• Exercise:
Every entry must be given again exactly.

• Supplied entries:
- - - -
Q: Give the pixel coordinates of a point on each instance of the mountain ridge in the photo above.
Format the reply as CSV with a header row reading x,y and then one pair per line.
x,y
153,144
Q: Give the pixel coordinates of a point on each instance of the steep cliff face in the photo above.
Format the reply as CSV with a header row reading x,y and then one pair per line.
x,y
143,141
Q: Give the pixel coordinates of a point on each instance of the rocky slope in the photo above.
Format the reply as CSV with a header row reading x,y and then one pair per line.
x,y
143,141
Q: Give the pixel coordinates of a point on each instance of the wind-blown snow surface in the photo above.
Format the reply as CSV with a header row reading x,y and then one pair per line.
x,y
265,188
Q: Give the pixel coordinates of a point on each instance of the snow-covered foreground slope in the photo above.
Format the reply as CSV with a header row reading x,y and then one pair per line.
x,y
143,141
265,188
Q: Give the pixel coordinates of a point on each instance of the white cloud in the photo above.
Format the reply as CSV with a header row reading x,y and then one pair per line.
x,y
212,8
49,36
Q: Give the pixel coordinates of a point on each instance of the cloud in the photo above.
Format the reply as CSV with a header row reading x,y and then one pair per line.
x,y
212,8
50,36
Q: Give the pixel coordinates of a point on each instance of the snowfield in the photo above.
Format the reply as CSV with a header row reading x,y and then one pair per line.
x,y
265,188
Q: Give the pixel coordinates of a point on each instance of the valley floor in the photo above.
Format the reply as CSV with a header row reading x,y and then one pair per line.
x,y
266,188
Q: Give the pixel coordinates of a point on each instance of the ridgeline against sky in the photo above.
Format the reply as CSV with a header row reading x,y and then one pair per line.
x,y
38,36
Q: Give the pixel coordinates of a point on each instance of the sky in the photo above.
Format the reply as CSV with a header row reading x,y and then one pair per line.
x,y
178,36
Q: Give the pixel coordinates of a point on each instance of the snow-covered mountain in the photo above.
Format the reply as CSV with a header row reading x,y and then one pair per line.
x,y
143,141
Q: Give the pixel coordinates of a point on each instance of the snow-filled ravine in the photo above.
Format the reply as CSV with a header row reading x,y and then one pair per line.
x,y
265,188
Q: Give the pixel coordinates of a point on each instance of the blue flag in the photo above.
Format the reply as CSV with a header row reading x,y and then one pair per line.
- - - -
• Solution:
Q: Give the pixel coordinates of a point on each instance of the mountain ridge in the photo above.
Format the reply as CSV with a header row reading x,y and then one pair per line.
x,y
153,144
Q: Give the pixel coordinates of a point on each instance of the steep cliff face in the photo above.
Format the reply as CSV with a header row reading x,y and then one pair per line.
x,y
143,141
Q: Give the pixel coordinates of a point on each instance of the rocky slope in the photo above.
Format the reply as CSV with a header row reading x,y and then one pair per line.
x,y
143,141
Q: Give the pixel coordinates of a point on each instance of the wind-blown snow surface in the photo above.
Format the reply as CSV with a header row reading x,y and then one pair per line.
x,y
265,188
Q: Give the pixel coordinates of a point on each instance of the snow-covered foreground slope in the photo above.
Format the reply as CSV with a header row reading x,y and then one pair per line.
x,y
143,141
265,188
Q: Give the pixel coordinates of a point on each instance of the white cloud in the photo above.
Format the reply as CSV with a header row reading x,y and then one pair per line.
x,y
212,8
49,36
Q: Give the pixel coordinates of a point on each instance of the cloud in the photo above.
Format the reply as CSV with a header row reading x,y and then one pair per line.
x,y
212,8
50,36
Q: Give the pixel coordinates of a point on each instance of the snowfield in the photo above.
Format the reply as CSV with a header row reading x,y and then one pair per line.
x,y
265,188
Q: Give the pixel coordinates of a point on each instance of the valley floor in the photo above.
Format the reply as CSV with a header row reading x,y and then one pair per line.
x,y
266,188
Q: Give the pixel coordinates of a point on each instance of the ridgeline against sky in the photo above.
Format the reply as CSV with a header row reading x,y and then one pair per line.
x,y
38,36
Q: Give the pixel coordinates of a point on each instance of the sky in the photo above.
Format the reply as CSV with a header row reading x,y and then one pair per line.
x,y
178,36
Q: Give the pixel coordinates of a point on each instance of the snow-covered mountain in the photo above.
Format the reply as CSV with a header row reading x,y and then one pair per line.
x,y
143,141
Q: Give the pixel coordinates of a point on each instance of the snow-filled ravine in the photo above.
Format the reply as CSV with a header row reading x,y and then one pair per line.
x,y
265,188
Q: Give the pixel coordinates of a point on each instance of the blue flag in the photo above.
Format the reply as CSV with a header row reading x,y and then one pair per line.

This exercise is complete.